#### Texte à lire

>>>

Affaire C-562/10

Commission européenne contre République fédérale d'Allemagne

Arrêt du 12 juillet 2012.

Manquement d'État - Libre prestation de services - Système de sécurité sociale autonome assurant le risque dépendance - Prestations en nature en cas de dépendances - Séjour temporaire de la personne dépendante dans un autre État membre - Prestations de l'État membre de séjour ne sont pas fournies au même taux de remboursement que dans l'État compétent

1) Le recours est rejeté

2) La Commission européenne est condamnée aux dépens.

Cette affaire concerne un ressortissant allemand qui séjourne deux mois par an avec son épouse dépendante dans un hôtel de cure dans un autre État membre. Pour dispenser les soins à son épouse il est assisté par un service de soins à domicile étranger. Il fallait en outre louer un lit médicalisé. L’assurance dépendance du pays de séjour ne prenait pas en charge les frais de location du lit médicalisé et elle accordait une allocation dépendance d’un montant nettement inférieur au montant des prestations en nature auxquelles il aurait été possible de recourir en Allemagne.

La commission après avoir eu connaissance de ces faits a demandé à l’Allemagne de lui fournir des informations complémentaires. Au regard des informations transmises la commission a fait observer que les dispositions de l’assurance dépendance de la sécurité sociale relatives au remboursement des frais de soins à domicile engagés dans un autre État membre pouvaient être incompatibles avec la libre prestation de services.

Les griefs de la commission portent sur les dispositions de la législation allemande relatives au remboursement des prestations de soins « fournies par un prestataire établi dans un autre État membre » à une personne dépendante séjournant temporairement dans un autre État membre et, d’autre part sur les dispositions relatives au remboursement des frais de location de matériel de soins.

Pour la commission la jurisprudence relative au remboursement des frais médicaux survenus dans un autre État membre que l’État compétent peut être transposée dans le cas d’espèce. En effet, le système allemand de convention de prestations ne traite pas de manière égale les prestataires de soins à l’étranger et en Allemagne. Les personnes dépendantes assurées en Allemagne ne peuvent pas avoir recours dans d’autres États membres aux prestations en nature de l’assurance dépendance alors qu’ils pourraient en bénéficier en Allemagne.

<<<

#### Données fournies

>>>

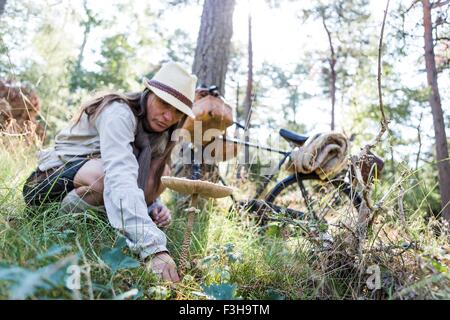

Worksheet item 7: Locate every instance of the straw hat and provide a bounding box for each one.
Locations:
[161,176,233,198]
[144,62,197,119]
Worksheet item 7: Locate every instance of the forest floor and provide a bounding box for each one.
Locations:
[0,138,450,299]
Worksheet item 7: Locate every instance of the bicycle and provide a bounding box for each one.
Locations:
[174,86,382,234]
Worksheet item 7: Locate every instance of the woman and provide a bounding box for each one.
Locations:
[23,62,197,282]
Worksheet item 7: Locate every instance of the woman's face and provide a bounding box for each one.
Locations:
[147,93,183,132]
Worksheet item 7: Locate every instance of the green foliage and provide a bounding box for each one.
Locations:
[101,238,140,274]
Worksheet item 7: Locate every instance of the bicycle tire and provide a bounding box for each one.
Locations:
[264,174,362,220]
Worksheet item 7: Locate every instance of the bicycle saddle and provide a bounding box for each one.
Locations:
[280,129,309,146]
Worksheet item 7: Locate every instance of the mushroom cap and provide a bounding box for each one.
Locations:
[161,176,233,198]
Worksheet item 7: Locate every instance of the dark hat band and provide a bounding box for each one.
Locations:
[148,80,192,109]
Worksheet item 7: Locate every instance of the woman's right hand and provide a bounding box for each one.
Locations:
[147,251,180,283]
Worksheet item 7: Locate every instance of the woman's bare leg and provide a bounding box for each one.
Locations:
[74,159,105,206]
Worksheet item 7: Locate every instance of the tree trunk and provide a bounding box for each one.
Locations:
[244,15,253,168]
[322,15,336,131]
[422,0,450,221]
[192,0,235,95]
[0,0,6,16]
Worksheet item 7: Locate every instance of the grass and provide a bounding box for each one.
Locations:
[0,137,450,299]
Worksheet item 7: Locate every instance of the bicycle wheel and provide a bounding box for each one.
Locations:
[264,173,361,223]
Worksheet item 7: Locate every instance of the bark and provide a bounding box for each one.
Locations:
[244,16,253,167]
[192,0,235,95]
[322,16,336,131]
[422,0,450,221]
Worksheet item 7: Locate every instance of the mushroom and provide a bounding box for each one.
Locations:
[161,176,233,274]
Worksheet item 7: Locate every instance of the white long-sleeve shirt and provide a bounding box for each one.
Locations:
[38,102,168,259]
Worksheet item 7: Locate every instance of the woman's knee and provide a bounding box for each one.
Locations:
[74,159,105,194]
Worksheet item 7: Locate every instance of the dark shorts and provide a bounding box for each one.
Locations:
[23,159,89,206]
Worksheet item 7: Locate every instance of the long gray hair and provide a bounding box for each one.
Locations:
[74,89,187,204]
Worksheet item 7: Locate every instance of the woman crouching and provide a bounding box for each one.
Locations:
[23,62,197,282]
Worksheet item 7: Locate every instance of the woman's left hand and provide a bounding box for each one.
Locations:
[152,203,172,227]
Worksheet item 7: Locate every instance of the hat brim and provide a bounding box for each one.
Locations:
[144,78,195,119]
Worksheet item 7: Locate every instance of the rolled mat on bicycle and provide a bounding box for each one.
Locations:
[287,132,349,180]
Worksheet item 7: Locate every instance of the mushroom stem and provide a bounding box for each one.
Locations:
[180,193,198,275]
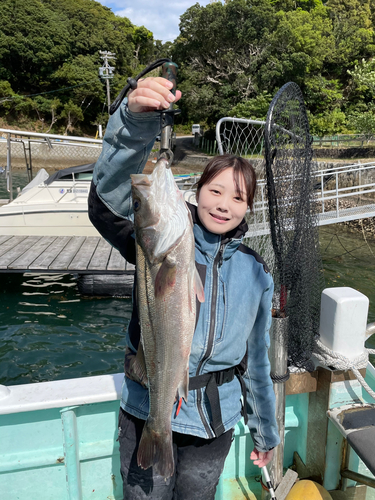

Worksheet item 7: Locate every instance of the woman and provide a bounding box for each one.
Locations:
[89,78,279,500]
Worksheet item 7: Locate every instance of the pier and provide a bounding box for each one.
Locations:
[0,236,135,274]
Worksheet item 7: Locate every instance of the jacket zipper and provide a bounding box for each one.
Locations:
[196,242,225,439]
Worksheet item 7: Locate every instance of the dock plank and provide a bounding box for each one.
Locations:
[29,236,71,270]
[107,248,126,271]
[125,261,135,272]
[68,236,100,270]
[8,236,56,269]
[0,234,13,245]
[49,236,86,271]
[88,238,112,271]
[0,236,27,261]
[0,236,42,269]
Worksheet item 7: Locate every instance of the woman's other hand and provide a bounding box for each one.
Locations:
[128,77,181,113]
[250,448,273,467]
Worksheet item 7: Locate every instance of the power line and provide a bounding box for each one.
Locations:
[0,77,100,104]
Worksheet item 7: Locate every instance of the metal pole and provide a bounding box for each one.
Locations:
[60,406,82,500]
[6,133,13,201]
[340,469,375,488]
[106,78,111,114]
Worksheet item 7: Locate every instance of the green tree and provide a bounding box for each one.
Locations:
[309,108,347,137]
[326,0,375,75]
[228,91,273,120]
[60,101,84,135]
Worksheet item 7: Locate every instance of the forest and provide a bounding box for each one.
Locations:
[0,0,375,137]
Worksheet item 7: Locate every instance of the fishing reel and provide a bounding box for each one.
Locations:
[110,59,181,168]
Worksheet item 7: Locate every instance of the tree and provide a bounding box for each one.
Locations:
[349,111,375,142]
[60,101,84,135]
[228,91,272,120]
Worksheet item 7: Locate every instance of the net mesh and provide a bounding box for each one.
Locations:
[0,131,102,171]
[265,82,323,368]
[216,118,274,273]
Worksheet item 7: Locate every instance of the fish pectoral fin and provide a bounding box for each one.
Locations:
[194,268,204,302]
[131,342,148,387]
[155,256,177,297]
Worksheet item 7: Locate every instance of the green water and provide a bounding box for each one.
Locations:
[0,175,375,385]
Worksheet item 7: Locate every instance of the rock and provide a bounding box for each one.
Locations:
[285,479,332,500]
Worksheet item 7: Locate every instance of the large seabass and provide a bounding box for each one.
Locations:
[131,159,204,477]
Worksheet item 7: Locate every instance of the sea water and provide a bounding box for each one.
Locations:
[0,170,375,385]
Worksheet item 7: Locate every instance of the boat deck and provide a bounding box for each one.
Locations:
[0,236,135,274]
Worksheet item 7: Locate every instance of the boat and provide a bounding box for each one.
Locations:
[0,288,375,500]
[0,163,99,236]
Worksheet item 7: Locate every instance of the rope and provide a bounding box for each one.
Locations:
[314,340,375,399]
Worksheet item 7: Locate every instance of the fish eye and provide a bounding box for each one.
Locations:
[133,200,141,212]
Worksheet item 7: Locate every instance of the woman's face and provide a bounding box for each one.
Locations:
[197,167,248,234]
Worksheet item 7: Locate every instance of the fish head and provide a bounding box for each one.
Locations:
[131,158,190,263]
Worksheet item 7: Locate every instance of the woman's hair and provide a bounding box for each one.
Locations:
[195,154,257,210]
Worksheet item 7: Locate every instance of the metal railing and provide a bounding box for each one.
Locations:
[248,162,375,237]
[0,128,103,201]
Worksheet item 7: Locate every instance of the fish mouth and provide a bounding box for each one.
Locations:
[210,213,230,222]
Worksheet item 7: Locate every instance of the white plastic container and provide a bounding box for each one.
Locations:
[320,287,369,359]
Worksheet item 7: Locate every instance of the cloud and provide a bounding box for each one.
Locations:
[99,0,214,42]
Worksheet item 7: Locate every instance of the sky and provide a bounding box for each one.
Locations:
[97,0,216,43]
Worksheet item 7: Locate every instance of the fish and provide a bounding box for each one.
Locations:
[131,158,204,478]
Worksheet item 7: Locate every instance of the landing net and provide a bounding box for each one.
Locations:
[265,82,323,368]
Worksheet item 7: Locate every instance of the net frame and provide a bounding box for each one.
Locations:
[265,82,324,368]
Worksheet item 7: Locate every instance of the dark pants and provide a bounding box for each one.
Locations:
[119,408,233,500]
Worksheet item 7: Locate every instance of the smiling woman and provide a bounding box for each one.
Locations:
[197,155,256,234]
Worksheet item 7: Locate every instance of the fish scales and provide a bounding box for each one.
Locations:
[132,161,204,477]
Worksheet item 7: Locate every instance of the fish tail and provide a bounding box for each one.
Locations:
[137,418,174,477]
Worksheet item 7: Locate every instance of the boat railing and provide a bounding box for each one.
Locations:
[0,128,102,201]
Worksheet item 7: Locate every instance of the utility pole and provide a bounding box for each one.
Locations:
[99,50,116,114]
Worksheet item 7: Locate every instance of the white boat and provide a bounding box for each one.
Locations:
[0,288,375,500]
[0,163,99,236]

<<<

#### Consigne
Recopiez sans rien changer le passage du résumé de l'arrêt qui commence par « La commission après » et se termine par « prestation de services. ».

#### Corrigé
La commission après avoir eu connaissance de ces faits a demandé à l’Allemagne de lui fournir des informations complémentaires. Au regard des informations transmises la commission a fait observer que les dispositions de l’assurance dépendance de la sécurité sociale relatives au remboursement des frais de soins à domicile engagés dans un autre État membre pouvaient être incompatibles avec la libre prestation de services.